### [Document excerpt]
┌──

# Video - "Sweetwater"



## Guest (Dec 10, 2018)

Please watch this video and share it around. It's called "Sweetwater", done by a friend of mine.

Thank you


----------



## [email protected] (Jan 12, 2018)

I hope there is a Special Place in Hell for the people responsible.
Brings a tear to my eye to see what Mankind has done to Gods Creation out of GREED

Rick


----------



## BPReeds (Jan 11, 2013)

excellent video.....its a disaster.....this state is building mega developments as fast as possible to add to the water issues....its all about money....


----------



## Guest (Dec 11, 2018)

If you can, please share that video around. Maybe the right people will eventually see it.


----------



## andypat (Jan 7, 2004)

That breaks my hart. Been going to Venice FL. for thirty years. Lived there for 15 years. Just moved back to Md. three years ago. Glad to be back in Md. This problem will not be fixed for many years/lifetimes. Very sad. Thanks Rick!


----------



## andypat (Jan 7, 2004)

└──

Please check each statement against the forum thread about the video, answering yes or no and quoting the words that decide it. 1. The first poster made the video personally. 2. andypat lived in Venice FL for 15 years. 3. BPReeds says the state is slowing down its building of developments.

### [Given material]
┌──

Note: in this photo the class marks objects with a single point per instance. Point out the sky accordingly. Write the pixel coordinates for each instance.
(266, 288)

└──

### [Answer to this exercise]
1. No: "done by a friend of mine"
2. Yes: "Lived there for 15 years."
3. No: "this state is building mega developments as fast as possible"